To do:
What is needed is a word-for-word copy of the lines below from the one with "point: small house" through the one with "point: puddle -- a", both included, with every picture left out.

[Records drawn from a dataset]
───
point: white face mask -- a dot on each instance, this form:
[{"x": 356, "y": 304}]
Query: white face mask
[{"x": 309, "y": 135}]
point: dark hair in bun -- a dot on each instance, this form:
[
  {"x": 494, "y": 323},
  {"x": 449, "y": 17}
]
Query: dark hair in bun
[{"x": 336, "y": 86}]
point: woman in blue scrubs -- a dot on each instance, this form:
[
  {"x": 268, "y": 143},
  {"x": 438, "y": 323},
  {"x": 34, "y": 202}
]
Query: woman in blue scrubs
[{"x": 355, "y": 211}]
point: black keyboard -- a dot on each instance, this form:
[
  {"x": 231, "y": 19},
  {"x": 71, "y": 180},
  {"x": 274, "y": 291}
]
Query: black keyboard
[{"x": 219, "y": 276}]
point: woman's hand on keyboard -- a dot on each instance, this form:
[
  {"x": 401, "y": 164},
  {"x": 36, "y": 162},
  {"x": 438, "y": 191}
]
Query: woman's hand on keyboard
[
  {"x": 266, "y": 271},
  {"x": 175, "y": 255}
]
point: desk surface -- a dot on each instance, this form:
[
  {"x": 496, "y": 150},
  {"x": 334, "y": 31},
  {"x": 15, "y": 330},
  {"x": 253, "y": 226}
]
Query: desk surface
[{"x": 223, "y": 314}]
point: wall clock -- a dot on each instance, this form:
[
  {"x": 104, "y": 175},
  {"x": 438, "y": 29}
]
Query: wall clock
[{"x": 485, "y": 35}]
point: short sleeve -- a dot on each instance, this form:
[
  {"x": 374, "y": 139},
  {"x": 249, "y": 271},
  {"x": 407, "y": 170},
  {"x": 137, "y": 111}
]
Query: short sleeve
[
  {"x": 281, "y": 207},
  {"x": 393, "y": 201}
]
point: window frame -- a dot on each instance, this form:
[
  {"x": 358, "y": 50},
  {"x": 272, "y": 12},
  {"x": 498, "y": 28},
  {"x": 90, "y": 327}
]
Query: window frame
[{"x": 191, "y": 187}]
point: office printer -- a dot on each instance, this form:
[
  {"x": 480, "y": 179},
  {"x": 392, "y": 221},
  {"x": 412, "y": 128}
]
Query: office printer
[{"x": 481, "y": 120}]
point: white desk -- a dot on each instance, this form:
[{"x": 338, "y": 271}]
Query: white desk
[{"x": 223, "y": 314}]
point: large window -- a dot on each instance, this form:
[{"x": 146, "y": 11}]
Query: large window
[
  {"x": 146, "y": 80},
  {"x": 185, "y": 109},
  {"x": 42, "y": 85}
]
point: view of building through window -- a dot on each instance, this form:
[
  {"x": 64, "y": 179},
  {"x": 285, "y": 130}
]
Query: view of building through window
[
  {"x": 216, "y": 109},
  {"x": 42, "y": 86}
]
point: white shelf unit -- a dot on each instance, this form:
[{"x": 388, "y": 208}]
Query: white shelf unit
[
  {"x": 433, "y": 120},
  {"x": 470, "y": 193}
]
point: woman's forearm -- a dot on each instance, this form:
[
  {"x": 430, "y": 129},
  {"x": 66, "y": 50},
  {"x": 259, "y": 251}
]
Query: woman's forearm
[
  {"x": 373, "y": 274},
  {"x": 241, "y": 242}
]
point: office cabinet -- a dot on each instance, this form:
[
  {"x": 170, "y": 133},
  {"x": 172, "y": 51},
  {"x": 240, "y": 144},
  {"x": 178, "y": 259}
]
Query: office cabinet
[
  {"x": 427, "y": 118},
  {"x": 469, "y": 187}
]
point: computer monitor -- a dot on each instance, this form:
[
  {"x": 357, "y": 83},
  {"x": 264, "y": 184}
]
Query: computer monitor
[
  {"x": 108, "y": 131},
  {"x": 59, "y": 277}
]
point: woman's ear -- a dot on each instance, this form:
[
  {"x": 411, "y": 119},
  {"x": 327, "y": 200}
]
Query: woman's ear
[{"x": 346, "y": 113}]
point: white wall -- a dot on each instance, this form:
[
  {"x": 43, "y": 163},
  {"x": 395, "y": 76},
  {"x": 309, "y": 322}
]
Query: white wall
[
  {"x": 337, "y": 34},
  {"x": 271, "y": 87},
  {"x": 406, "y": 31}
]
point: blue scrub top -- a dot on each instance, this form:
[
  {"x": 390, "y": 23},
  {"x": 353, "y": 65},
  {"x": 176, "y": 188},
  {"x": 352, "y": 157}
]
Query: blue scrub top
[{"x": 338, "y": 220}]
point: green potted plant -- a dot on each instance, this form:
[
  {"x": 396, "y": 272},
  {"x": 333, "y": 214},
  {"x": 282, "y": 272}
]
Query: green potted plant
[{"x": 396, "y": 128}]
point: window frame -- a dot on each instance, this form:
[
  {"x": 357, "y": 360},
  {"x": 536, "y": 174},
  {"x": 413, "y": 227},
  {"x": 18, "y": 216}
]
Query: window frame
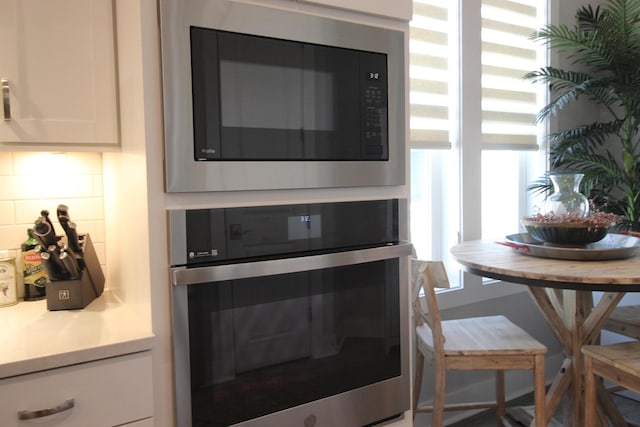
[{"x": 466, "y": 130}]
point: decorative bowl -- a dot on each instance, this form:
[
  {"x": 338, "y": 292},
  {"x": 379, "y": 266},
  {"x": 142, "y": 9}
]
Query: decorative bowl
[{"x": 566, "y": 233}]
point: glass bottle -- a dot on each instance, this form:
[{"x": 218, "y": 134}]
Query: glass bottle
[
  {"x": 566, "y": 198},
  {"x": 8, "y": 287},
  {"x": 33, "y": 274}
]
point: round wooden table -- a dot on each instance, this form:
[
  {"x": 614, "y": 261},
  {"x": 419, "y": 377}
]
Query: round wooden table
[{"x": 562, "y": 290}]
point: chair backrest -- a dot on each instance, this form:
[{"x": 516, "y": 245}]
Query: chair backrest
[{"x": 426, "y": 276}]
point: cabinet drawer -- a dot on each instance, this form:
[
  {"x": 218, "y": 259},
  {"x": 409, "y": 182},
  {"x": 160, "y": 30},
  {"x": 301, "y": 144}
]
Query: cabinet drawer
[{"x": 105, "y": 393}]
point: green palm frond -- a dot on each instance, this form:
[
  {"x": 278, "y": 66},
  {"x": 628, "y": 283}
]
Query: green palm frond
[
  {"x": 583, "y": 139},
  {"x": 603, "y": 50}
]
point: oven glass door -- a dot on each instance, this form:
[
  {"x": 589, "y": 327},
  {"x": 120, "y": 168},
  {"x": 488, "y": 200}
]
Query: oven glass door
[
  {"x": 260, "y": 98},
  {"x": 260, "y": 345}
]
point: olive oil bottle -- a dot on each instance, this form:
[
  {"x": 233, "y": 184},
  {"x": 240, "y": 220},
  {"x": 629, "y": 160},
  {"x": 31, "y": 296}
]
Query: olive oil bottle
[{"x": 33, "y": 274}]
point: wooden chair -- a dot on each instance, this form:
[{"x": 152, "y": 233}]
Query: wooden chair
[
  {"x": 619, "y": 363},
  {"x": 624, "y": 320},
  {"x": 482, "y": 343}
]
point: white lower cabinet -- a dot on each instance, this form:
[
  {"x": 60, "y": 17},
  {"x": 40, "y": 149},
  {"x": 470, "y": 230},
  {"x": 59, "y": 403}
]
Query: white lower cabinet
[{"x": 104, "y": 393}]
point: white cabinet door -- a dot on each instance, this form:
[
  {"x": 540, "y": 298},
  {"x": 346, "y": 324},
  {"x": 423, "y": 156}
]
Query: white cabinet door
[
  {"x": 57, "y": 65},
  {"x": 142, "y": 423},
  {"x": 109, "y": 392},
  {"x": 399, "y": 9}
]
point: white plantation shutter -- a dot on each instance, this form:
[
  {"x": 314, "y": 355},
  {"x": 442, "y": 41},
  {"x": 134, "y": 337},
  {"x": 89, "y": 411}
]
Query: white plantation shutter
[
  {"x": 429, "y": 73},
  {"x": 509, "y": 104}
]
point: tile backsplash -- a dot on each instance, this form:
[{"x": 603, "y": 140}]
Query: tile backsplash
[{"x": 33, "y": 181}]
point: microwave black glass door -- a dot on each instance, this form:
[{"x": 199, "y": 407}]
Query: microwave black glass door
[
  {"x": 260, "y": 98},
  {"x": 262, "y": 345}
]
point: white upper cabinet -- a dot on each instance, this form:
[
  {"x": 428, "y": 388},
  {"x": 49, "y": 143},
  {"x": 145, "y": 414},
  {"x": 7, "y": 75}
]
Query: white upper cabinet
[
  {"x": 398, "y": 9},
  {"x": 58, "y": 71}
]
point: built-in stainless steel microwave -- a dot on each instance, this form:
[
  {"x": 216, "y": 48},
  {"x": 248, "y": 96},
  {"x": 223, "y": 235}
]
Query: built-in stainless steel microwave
[{"x": 262, "y": 98}]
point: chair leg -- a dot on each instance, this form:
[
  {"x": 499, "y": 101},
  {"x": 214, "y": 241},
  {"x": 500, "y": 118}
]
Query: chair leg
[
  {"x": 539, "y": 392},
  {"x": 417, "y": 382},
  {"x": 437, "y": 415},
  {"x": 500, "y": 397}
]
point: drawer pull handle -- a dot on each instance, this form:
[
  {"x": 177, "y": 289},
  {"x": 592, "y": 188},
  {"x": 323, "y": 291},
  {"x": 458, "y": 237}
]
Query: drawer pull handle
[
  {"x": 40, "y": 413},
  {"x": 6, "y": 101}
]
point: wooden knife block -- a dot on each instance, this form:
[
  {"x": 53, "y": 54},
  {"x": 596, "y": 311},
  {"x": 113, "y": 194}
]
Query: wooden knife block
[{"x": 78, "y": 293}]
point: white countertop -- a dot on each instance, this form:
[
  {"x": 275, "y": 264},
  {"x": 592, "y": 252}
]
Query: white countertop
[{"x": 34, "y": 339}]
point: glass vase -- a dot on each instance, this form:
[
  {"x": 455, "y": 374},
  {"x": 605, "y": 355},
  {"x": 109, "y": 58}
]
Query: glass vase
[{"x": 566, "y": 198}]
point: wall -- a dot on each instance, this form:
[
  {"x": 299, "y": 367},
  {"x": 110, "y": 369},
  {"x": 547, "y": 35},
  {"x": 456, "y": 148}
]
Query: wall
[{"x": 31, "y": 182}]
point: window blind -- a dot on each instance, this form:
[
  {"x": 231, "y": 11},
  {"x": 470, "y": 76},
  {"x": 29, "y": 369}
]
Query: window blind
[
  {"x": 509, "y": 104},
  {"x": 429, "y": 74}
]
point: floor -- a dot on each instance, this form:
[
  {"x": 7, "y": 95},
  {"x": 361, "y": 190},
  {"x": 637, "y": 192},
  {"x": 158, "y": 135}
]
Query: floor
[{"x": 629, "y": 408}]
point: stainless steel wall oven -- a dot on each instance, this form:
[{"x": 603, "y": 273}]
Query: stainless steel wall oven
[
  {"x": 290, "y": 315},
  {"x": 262, "y": 98}
]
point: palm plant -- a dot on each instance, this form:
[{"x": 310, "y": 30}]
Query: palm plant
[{"x": 603, "y": 49}]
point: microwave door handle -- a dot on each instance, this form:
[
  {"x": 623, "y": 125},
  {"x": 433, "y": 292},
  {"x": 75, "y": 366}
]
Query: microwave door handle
[{"x": 191, "y": 276}]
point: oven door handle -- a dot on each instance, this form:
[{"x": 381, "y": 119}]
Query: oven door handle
[{"x": 190, "y": 276}]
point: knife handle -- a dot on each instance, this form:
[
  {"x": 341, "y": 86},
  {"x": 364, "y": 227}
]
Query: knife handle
[
  {"x": 44, "y": 232},
  {"x": 72, "y": 238}
]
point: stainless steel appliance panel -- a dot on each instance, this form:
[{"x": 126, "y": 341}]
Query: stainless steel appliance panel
[
  {"x": 350, "y": 408},
  {"x": 183, "y": 174}
]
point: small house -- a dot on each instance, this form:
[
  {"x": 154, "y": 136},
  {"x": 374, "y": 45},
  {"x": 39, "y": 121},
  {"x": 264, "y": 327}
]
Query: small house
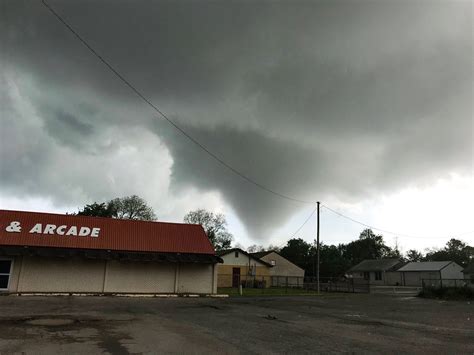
[
  {"x": 242, "y": 268},
  {"x": 376, "y": 272}
]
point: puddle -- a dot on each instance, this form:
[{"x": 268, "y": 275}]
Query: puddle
[{"x": 51, "y": 322}]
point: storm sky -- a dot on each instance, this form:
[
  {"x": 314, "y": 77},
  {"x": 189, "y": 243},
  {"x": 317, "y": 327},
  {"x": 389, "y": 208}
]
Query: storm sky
[{"x": 363, "y": 105}]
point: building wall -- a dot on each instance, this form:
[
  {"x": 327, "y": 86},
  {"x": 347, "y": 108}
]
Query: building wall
[
  {"x": 250, "y": 269},
  {"x": 241, "y": 259},
  {"x": 452, "y": 271},
  {"x": 224, "y": 277},
  {"x": 282, "y": 266},
  {"x": 388, "y": 278},
  {"x": 469, "y": 276},
  {"x": 414, "y": 278},
  {"x": 139, "y": 277},
  {"x": 60, "y": 275},
  {"x": 34, "y": 274}
]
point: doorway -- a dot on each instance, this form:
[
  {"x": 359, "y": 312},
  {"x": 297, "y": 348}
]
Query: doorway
[
  {"x": 5, "y": 272},
  {"x": 235, "y": 276}
]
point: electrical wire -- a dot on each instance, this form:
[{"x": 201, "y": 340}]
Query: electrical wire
[
  {"x": 205, "y": 149},
  {"x": 387, "y": 231},
  {"x": 163, "y": 115}
]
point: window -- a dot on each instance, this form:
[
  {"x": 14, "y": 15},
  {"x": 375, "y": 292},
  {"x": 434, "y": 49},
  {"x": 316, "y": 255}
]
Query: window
[{"x": 5, "y": 270}]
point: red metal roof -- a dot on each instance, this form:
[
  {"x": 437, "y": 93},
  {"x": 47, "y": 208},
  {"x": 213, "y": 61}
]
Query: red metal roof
[{"x": 112, "y": 234}]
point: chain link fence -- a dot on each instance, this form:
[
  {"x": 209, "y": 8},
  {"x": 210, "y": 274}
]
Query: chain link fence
[{"x": 260, "y": 284}]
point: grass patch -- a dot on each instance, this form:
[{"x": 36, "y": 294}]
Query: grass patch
[
  {"x": 448, "y": 293},
  {"x": 271, "y": 291}
]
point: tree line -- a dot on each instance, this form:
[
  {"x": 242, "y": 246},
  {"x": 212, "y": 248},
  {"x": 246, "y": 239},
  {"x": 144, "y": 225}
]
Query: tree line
[{"x": 335, "y": 260}]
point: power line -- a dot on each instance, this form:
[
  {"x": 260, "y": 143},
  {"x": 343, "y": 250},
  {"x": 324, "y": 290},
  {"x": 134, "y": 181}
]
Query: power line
[
  {"x": 387, "y": 231},
  {"x": 162, "y": 114},
  {"x": 299, "y": 228},
  {"x": 201, "y": 146}
]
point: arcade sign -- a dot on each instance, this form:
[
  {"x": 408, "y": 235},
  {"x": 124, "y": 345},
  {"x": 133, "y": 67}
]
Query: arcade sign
[{"x": 52, "y": 229}]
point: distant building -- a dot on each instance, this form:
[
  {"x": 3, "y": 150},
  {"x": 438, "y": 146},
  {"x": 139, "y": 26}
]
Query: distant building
[
  {"x": 45, "y": 252},
  {"x": 283, "y": 271},
  {"x": 377, "y": 272},
  {"x": 436, "y": 273}
]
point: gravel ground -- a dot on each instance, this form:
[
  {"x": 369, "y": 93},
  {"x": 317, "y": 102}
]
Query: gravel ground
[{"x": 359, "y": 323}]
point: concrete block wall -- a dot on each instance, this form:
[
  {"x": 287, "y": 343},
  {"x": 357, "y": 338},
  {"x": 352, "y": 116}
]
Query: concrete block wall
[{"x": 34, "y": 274}]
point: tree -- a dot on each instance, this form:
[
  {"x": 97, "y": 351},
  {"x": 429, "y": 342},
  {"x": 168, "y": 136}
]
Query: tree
[
  {"x": 255, "y": 248},
  {"x": 130, "y": 207},
  {"x": 414, "y": 255},
  {"x": 368, "y": 246},
  {"x": 215, "y": 226}
]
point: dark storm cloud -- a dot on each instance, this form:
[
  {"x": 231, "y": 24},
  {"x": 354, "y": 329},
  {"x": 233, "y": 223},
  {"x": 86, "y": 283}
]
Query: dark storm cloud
[{"x": 317, "y": 99}]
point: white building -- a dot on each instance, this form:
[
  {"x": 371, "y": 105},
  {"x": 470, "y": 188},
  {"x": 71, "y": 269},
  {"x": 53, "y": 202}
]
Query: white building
[{"x": 435, "y": 273}]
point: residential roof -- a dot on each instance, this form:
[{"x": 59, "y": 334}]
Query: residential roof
[
  {"x": 425, "y": 266},
  {"x": 376, "y": 265},
  {"x": 228, "y": 251},
  {"x": 469, "y": 269},
  {"x": 112, "y": 234},
  {"x": 261, "y": 254}
]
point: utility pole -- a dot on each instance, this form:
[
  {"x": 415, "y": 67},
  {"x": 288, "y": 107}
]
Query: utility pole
[{"x": 317, "y": 245}]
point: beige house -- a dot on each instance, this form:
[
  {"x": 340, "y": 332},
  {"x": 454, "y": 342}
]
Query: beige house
[
  {"x": 435, "y": 273},
  {"x": 242, "y": 268},
  {"x": 283, "y": 271},
  {"x": 377, "y": 272}
]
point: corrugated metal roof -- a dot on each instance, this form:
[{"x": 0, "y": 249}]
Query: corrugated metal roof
[
  {"x": 228, "y": 251},
  {"x": 425, "y": 266},
  {"x": 375, "y": 265},
  {"x": 114, "y": 234}
]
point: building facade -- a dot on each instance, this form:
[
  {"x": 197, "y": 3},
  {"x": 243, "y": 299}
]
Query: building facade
[
  {"x": 242, "y": 268},
  {"x": 469, "y": 273},
  {"x": 377, "y": 272},
  {"x": 435, "y": 273},
  {"x": 283, "y": 271},
  {"x": 51, "y": 253}
]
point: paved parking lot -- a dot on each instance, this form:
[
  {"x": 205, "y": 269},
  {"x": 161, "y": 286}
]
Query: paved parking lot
[{"x": 304, "y": 324}]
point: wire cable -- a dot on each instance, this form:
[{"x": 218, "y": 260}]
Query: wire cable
[
  {"x": 387, "y": 231},
  {"x": 162, "y": 114}
]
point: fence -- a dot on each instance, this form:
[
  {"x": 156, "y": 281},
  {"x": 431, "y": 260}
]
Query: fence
[{"x": 289, "y": 284}]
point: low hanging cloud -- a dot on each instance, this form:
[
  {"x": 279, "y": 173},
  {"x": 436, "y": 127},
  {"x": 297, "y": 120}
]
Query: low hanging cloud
[{"x": 322, "y": 100}]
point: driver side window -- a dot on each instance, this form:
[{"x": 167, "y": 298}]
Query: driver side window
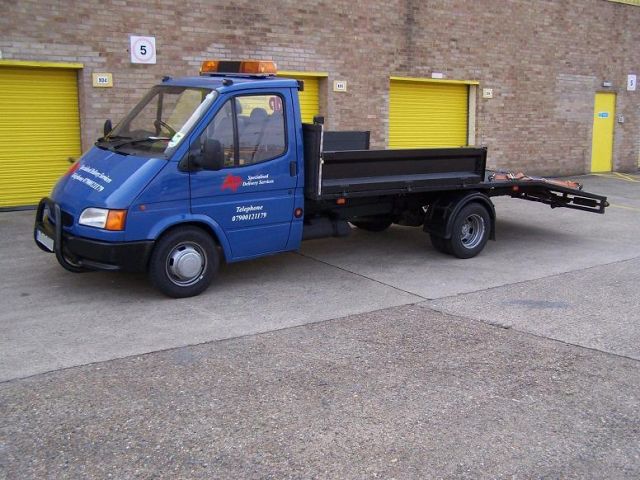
[
  {"x": 221, "y": 129},
  {"x": 257, "y": 122}
]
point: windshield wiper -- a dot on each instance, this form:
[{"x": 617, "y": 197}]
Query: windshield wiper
[{"x": 131, "y": 141}]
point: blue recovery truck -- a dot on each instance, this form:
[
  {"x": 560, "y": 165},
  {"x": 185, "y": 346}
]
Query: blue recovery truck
[{"x": 220, "y": 167}]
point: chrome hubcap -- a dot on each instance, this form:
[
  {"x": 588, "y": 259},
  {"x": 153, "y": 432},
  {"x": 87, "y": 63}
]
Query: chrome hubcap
[
  {"x": 472, "y": 231},
  {"x": 186, "y": 263}
]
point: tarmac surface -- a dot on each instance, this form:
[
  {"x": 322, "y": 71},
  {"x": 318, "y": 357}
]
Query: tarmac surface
[{"x": 367, "y": 357}]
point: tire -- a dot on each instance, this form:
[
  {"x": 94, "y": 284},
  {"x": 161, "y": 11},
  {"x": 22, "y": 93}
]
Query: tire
[
  {"x": 440, "y": 244},
  {"x": 184, "y": 262},
  {"x": 373, "y": 224},
  {"x": 470, "y": 233}
]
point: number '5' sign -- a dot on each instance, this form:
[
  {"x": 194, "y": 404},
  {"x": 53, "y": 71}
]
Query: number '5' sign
[{"x": 143, "y": 49}]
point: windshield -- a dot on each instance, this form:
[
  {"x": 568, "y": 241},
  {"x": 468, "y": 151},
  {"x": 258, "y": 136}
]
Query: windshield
[{"x": 157, "y": 125}]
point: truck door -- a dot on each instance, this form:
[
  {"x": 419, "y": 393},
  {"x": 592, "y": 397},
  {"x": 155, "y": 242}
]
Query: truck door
[{"x": 252, "y": 197}]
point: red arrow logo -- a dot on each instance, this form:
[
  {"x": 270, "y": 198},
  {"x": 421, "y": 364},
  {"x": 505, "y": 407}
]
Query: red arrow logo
[{"x": 232, "y": 183}]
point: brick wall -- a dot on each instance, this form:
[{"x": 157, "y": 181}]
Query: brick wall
[{"x": 545, "y": 60}]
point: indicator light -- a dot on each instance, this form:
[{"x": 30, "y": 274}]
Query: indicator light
[{"x": 253, "y": 67}]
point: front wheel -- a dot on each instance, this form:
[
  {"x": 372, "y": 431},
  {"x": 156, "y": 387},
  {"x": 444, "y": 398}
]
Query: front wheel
[
  {"x": 470, "y": 233},
  {"x": 184, "y": 262}
]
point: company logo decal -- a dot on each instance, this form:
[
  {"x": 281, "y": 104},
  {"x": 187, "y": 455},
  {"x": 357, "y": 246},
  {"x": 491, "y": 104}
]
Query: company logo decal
[{"x": 232, "y": 183}]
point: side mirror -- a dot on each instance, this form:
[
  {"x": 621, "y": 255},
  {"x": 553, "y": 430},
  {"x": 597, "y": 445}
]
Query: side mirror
[{"x": 212, "y": 156}]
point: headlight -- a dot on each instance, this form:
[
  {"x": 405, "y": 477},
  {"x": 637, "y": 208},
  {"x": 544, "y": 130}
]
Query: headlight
[{"x": 103, "y": 218}]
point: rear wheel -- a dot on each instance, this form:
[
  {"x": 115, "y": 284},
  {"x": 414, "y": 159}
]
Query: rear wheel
[
  {"x": 372, "y": 224},
  {"x": 184, "y": 262},
  {"x": 470, "y": 231}
]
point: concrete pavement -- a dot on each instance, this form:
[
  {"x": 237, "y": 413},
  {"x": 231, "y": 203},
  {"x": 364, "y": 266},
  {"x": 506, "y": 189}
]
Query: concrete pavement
[
  {"x": 392, "y": 361},
  {"x": 53, "y": 319},
  {"x": 398, "y": 393}
]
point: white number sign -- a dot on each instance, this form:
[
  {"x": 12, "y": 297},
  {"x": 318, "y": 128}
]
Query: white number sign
[{"x": 143, "y": 49}]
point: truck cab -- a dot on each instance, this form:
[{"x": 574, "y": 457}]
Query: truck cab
[{"x": 203, "y": 169}]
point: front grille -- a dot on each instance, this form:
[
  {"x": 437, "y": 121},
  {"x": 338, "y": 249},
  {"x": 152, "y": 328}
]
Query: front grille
[{"x": 67, "y": 218}]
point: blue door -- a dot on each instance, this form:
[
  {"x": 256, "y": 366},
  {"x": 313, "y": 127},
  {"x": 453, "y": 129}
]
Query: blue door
[{"x": 252, "y": 197}]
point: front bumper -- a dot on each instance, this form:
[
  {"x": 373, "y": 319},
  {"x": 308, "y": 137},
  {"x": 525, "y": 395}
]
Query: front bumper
[{"x": 82, "y": 253}]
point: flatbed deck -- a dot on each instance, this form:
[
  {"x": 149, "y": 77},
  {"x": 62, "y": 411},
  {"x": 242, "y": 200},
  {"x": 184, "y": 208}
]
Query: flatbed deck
[{"x": 332, "y": 175}]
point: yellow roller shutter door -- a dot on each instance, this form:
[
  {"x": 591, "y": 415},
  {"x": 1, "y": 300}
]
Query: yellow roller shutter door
[
  {"x": 39, "y": 131},
  {"x": 425, "y": 114},
  {"x": 309, "y": 97}
]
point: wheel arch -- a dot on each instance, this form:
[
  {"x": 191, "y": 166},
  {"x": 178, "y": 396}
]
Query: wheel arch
[
  {"x": 200, "y": 221},
  {"x": 442, "y": 213}
]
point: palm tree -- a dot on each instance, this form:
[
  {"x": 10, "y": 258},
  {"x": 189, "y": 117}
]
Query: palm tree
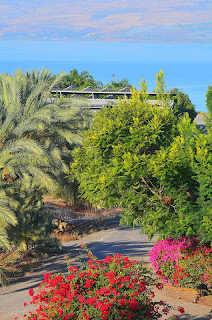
───
Solution to this exercise:
point: small house -- a dot on each instance, this form:
[
  {"x": 154, "y": 136},
  {"x": 374, "y": 45},
  {"x": 39, "y": 121},
  {"x": 264, "y": 327}
]
Query: small house
[
  {"x": 242, "y": 268},
  {"x": 376, "y": 272}
]
point: puddle -- a dot on each instance, this form:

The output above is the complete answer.